Task to complete: What is needed is every line, exactly as given, from the line containing "Audit flag: the dark" through the end of the data below.

(Dataset excerpts)
▼▼▼
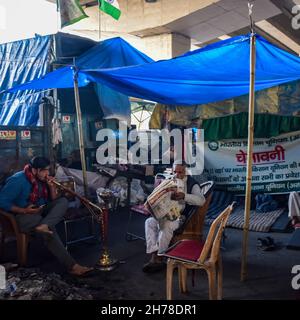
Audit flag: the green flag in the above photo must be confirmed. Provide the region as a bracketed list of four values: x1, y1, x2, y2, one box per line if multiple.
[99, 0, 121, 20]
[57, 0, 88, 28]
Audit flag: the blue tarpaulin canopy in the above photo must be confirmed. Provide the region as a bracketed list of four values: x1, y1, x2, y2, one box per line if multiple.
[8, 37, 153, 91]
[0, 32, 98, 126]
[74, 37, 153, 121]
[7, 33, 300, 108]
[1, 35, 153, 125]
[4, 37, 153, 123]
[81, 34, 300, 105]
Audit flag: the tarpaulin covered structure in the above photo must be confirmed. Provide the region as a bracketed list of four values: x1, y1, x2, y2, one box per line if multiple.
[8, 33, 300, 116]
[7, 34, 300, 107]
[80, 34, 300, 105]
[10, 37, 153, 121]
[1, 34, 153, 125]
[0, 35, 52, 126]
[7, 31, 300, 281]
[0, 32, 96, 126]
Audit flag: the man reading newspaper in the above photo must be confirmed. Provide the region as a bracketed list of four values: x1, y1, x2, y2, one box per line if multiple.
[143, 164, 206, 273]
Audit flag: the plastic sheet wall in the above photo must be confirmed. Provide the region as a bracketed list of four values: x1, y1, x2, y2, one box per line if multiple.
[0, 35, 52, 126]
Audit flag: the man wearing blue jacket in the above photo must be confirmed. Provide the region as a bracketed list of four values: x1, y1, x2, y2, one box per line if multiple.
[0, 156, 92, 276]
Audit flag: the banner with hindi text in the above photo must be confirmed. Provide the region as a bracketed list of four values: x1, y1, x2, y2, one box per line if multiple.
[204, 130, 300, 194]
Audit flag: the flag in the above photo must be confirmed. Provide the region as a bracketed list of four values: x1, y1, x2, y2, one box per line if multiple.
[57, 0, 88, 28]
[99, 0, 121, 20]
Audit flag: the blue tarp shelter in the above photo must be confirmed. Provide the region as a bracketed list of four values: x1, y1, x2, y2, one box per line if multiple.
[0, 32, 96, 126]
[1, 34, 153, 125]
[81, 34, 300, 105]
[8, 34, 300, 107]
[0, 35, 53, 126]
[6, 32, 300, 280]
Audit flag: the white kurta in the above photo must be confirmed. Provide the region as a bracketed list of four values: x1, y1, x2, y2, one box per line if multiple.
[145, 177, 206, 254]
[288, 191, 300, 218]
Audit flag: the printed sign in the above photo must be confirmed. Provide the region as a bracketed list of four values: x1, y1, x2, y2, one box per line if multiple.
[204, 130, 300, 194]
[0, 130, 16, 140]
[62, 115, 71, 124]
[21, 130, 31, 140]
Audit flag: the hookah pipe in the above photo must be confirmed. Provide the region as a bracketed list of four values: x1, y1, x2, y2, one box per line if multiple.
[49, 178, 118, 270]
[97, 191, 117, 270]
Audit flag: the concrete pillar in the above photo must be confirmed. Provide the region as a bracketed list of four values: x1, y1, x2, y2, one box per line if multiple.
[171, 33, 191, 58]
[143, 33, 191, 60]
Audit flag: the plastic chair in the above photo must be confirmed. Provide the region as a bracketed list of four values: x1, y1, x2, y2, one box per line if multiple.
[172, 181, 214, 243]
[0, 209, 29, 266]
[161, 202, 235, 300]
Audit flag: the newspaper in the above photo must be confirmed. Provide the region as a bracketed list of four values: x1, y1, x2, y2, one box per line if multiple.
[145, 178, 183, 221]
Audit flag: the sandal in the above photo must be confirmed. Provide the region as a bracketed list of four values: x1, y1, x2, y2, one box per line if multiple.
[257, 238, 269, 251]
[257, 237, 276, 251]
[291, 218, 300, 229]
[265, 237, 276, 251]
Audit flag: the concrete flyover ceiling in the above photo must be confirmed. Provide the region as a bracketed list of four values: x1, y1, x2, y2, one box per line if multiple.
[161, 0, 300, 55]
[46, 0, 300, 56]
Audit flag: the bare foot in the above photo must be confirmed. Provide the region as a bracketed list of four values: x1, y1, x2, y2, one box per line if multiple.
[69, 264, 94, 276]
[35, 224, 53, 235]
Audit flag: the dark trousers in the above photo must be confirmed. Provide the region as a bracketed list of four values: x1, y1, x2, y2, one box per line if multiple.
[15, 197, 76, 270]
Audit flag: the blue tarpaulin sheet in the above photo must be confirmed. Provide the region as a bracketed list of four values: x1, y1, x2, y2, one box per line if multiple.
▲▲▲
Task answer:
Audit flag: the dark trousers in the above photo must be confirmed. Provide the region as a bracketed list of four values: x1, y1, x2, y2, one box per line if multiple.
[15, 197, 76, 270]
Audit flag: the blue tarpaulin sheet in the above photo must be confirmed. Provide the region as a bracketed list of four values: x1, y1, x2, y2, one box per line if multiple.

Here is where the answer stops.